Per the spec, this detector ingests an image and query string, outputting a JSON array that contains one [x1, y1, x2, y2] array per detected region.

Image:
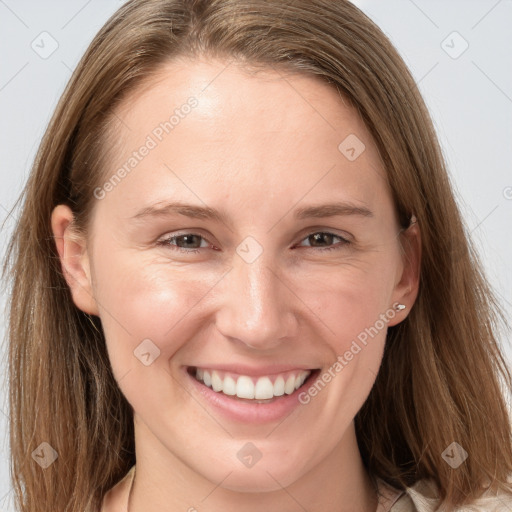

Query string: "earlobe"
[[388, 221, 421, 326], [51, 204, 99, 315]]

==

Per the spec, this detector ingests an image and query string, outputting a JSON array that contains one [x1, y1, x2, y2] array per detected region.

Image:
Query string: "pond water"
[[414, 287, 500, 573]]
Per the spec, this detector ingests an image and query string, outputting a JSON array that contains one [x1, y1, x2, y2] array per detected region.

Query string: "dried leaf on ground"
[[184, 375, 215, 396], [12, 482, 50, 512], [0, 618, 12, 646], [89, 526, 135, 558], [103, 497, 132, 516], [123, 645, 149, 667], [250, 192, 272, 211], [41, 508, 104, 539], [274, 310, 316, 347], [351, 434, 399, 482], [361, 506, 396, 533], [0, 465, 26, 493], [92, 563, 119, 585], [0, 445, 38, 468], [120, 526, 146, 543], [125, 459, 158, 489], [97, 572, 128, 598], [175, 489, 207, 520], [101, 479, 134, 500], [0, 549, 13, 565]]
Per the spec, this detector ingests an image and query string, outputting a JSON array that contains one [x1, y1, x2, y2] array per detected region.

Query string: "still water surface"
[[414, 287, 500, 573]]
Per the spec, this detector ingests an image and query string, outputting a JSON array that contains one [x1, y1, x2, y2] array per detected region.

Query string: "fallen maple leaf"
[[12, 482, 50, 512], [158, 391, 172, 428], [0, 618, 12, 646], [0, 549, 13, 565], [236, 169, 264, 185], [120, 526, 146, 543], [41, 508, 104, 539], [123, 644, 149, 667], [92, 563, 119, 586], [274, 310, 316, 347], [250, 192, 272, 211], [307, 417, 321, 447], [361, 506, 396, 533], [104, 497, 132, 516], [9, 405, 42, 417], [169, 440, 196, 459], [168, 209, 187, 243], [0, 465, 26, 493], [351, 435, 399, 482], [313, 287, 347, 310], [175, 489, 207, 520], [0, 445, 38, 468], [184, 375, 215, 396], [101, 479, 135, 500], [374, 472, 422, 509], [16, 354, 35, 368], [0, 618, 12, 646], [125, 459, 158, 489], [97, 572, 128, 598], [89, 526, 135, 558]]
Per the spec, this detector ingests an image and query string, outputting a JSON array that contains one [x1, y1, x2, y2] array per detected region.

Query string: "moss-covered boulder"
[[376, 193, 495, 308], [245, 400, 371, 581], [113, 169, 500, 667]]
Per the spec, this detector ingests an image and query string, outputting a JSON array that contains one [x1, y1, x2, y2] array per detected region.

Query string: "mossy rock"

WHAT YOU SHOULD DO | Count the lines in the listing above that contain the string "leaf". Reply with the number alone.

FINISHED EXERCISE | 2